What to produce: Locate "point: pale yellow" in the listing below, then output the line holding it and every line after it, exactly and with nothing else.

----

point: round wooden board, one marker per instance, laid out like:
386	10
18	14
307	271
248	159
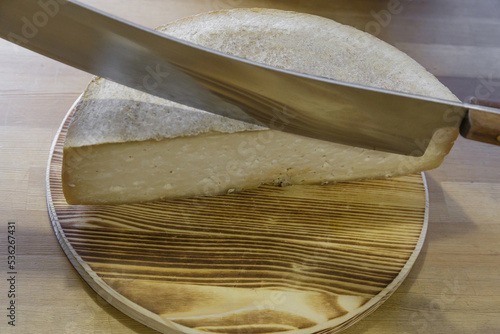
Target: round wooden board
300	259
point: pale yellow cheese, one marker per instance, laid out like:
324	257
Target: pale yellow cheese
126	146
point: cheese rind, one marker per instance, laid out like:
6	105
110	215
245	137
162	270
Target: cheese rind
126	146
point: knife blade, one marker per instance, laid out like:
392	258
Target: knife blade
144	59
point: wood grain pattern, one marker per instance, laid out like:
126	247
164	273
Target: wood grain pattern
453	286
272	259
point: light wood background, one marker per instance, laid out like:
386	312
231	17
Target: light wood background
453	287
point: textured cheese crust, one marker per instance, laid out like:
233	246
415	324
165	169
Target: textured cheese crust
127	146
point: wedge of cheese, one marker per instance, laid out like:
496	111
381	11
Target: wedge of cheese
126	146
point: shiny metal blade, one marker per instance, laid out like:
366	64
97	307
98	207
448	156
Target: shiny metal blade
144	59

----

Task response:
point: pale yellow cheese, one marker per instance, laid out like:
324	257
Target: pale yellow cheese
126	146
point: cheese rind, one marker per instance, laid out like:
6	105
110	215
245	137
162	270
Target: cheese rind
126	146
point: knife blade, one marker per instance, laid out like:
392	258
Target: knife blade
144	59
point: wood grain pattern, one marker per instance, laid out like:
126	247
164	273
Target: wood grain pattern
453	286
272	259
point: light wood background, one marker per instance, laid out like:
386	312
231	17
Target: light wood background
453	287
point: textured cheese crust, one marker per instance, laid out like:
233	246
415	324
165	169
Target: textured cheese crust
127	146
point: wedge of cheese, one marker per instance, laid out like:
496	111
381	11
Target: wedge of cheese
126	146
point: shiny metal blade, one marker per instance, laid out like:
366	64
97	307
98	207
448	156
Target: shiny metal blade
144	59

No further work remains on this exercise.